> [What you need to do]:
From the listing below, copy each line where "trophy" occurs.

> [Dataset entries]:
▶
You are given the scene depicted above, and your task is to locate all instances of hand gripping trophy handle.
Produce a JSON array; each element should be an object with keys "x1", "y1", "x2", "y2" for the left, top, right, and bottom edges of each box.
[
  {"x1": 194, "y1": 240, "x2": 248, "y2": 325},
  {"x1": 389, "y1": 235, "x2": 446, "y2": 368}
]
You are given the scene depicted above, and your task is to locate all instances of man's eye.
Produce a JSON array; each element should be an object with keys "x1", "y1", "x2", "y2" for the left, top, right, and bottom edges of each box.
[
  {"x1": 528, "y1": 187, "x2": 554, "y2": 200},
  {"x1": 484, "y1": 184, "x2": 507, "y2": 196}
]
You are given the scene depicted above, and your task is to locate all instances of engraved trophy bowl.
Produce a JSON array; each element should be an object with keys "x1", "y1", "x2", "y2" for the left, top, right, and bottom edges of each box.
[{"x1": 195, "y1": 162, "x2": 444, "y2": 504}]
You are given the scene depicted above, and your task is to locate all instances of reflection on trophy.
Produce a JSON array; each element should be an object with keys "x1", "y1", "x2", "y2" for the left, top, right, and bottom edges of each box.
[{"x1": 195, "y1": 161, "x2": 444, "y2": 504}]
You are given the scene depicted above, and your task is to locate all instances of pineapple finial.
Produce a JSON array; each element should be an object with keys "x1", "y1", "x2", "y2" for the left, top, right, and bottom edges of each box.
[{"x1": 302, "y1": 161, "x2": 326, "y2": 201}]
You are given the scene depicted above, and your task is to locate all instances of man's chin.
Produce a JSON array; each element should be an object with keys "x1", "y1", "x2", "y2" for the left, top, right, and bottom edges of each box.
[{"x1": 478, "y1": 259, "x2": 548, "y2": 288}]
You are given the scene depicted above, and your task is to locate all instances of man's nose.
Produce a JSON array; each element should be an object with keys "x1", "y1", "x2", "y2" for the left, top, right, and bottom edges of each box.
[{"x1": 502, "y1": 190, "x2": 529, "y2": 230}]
◀
> [Response area]:
You are given the scene depicted above, and your task is to locate all instances of hand gripping trophy handle.
You are given the scene depicted above, and your task is to locate all instances of engraved trophy bowl.
You are given the scene depicted above, and your task is to locate all instances of reflection on trophy.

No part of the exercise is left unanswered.